Repeat all entries word for word; skip images.
**** LISTED ENTRIES ****
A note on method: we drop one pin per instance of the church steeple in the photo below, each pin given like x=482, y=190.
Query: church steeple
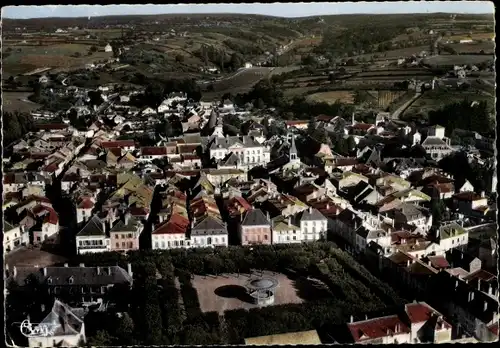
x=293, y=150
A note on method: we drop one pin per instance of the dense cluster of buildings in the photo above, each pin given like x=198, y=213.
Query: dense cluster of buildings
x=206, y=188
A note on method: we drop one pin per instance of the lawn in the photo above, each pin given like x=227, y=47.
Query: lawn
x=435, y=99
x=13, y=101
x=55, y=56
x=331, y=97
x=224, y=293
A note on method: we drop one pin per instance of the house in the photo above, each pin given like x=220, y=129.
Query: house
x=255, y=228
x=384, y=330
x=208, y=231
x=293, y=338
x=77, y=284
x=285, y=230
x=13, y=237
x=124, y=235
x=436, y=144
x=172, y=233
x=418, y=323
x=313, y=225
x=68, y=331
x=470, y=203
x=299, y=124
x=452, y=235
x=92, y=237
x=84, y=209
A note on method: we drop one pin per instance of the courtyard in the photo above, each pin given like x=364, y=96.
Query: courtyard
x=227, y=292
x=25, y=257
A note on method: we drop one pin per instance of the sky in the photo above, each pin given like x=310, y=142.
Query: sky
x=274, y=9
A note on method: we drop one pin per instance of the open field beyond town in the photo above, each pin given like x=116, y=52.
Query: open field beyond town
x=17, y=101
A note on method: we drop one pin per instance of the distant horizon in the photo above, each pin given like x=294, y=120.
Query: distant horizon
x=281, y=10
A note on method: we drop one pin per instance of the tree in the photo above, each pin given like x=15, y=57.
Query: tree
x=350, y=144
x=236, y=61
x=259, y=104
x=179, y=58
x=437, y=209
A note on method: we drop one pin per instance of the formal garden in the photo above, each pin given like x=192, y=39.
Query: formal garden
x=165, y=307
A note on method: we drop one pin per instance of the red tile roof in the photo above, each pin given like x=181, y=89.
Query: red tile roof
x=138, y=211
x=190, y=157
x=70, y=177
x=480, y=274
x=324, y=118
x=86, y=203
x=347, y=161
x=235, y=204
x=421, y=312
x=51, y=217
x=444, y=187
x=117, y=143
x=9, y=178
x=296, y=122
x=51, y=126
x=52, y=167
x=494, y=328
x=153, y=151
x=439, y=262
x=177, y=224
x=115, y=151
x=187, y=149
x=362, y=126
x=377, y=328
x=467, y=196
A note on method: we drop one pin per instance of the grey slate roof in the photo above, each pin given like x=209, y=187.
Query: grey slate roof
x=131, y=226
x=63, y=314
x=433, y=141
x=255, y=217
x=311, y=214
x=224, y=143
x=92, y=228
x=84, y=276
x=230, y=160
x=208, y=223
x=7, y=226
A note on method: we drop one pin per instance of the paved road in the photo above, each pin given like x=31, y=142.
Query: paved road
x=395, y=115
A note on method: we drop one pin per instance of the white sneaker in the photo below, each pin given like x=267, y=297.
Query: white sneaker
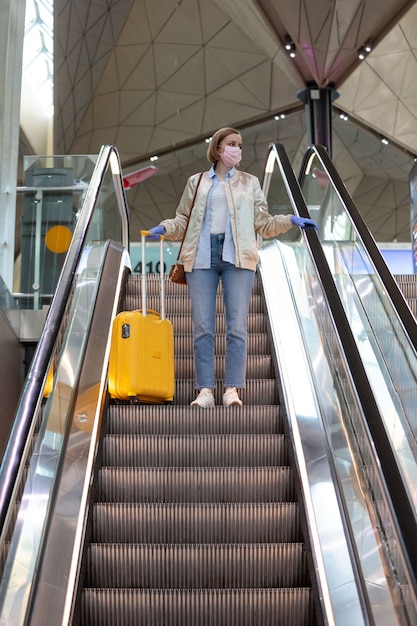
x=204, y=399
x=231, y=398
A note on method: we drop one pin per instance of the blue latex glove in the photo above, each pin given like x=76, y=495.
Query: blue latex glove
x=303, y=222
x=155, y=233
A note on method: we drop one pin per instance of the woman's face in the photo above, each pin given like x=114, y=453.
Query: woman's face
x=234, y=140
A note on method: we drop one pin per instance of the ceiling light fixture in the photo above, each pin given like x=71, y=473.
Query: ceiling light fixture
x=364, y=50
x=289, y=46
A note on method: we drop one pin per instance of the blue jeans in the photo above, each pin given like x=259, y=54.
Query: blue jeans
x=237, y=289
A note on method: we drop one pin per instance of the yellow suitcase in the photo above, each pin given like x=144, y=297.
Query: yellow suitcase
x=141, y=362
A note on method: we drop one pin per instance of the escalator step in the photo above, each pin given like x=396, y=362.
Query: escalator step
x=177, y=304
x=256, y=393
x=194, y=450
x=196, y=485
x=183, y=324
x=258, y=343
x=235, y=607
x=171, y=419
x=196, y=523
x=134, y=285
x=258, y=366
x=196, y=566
****
EXERCISE ANSWER —
A note on method: we drop one pin per instance of the church steeple in the photo below, each pin given like x=482, y=190.
Query: church steeple
x=293, y=150
A note on method: we drop one pin per instance of the dense cluster of buildings in the photo above, each pin given like x=198, y=213.
Query: dense cluster of buildings
x=206, y=188
A note on method: we drop one pin per instance of the lawn in the photo above, each pin given like x=227, y=47.
Query: lawn
x=435, y=99
x=13, y=101
x=55, y=56
x=331, y=97
x=224, y=293
A note on method: we drop one pin per instance of the house in the photo above, each pin given like x=220, y=129.
Query: house
x=255, y=228
x=384, y=330
x=208, y=231
x=293, y=338
x=77, y=284
x=285, y=230
x=13, y=237
x=124, y=235
x=436, y=144
x=172, y=233
x=418, y=323
x=313, y=225
x=68, y=331
x=470, y=203
x=299, y=124
x=452, y=235
x=92, y=237
x=84, y=209
A note on method: we drop one pin per instance of the courtyard in the photo above, each pin given like x=364, y=96.
Query: courtyard
x=227, y=292
x=25, y=257
A note on method: we drop one pin per instance of the sky in the photo above, each pin given like x=310, y=142.
Query: sky
x=274, y=9
A note on method: we drop one pin per instance of the open field beyond town in the photo above, each pin given like x=116, y=52.
Query: open field beyond town
x=17, y=101
A note on method: we drop one pin per instance of the distant horizon in the photo above, each pin given like x=294, y=120.
Query: distant horizon
x=281, y=10
A note on method: we drop one pin per instance of the tree in the photo above, each pin given like x=15, y=57.
Query: tree
x=350, y=144
x=236, y=61
x=259, y=104
x=179, y=58
x=437, y=209
A note on method: we drop one pin per instance of the formal garden in the photo above, each pin given like x=192, y=39.
Query: formal garden
x=165, y=307
A note on method: we drop one pin per instance of the red tile roof in the photo above, each pin given like x=181, y=89.
Query: red tile roof
x=138, y=211
x=190, y=157
x=70, y=177
x=480, y=274
x=324, y=118
x=86, y=203
x=347, y=161
x=235, y=204
x=421, y=312
x=51, y=217
x=444, y=187
x=117, y=143
x=9, y=178
x=296, y=122
x=51, y=126
x=52, y=167
x=494, y=328
x=153, y=151
x=439, y=262
x=177, y=224
x=115, y=151
x=187, y=149
x=362, y=126
x=377, y=328
x=467, y=196
A note on method: we drop one pin per instance of the grey slate roof in the photo above, each pin given like x=209, y=187.
Query: grey slate roof
x=131, y=226
x=63, y=314
x=433, y=141
x=255, y=217
x=311, y=214
x=224, y=143
x=92, y=228
x=84, y=276
x=230, y=160
x=208, y=223
x=7, y=226
A note on method: we drop one pin per instance of the paved road in the photo above, each pin given like x=31, y=142.
Query: paved road
x=395, y=115
A note on method: we drop one pin per instance of the white sneaker in the photo below, each pin given like x=267, y=297.
Query: white sneaker
x=204, y=399
x=231, y=398
A note on method: we drop one pin per instance of the blue latex glove in the photo above, each pin given like x=76, y=495.
Query: blue latex glove
x=303, y=222
x=155, y=233
A note on method: we drop one pin per instance of the woman's face in the photo above, each pin given like x=114, y=453.
Query: woman's face
x=234, y=140
A note on method: we drop one pin per instance of the ceiling light fixture in the photo above, each pin given like x=71, y=473.
Query: ceiling light fixture
x=364, y=50
x=289, y=46
A note on method: we drop one pin per instance of the blue jeans in the photo above, each pin given like x=259, y=54.
Query: blue jeans
x=237, y=289
A note on method: we drop one pin per instance of the yellow suitcase in the photo above, each pin given like x=144, y=297.
Query: yellow suitcase
x=141, y=362
A note on method: we drop one pin per instance of the escalator step in the photo above, each pin given like x=396, y=362.
Query: escalator step
x=177, y=304
x=256, y=393
x=194, y=450
x=196, y=485
x=183, y=324
x=258, y=343
x=235, y=607
x=171, y=419
x=196, y=523
x=134, y=285
x=258, y=366
x=196, y=566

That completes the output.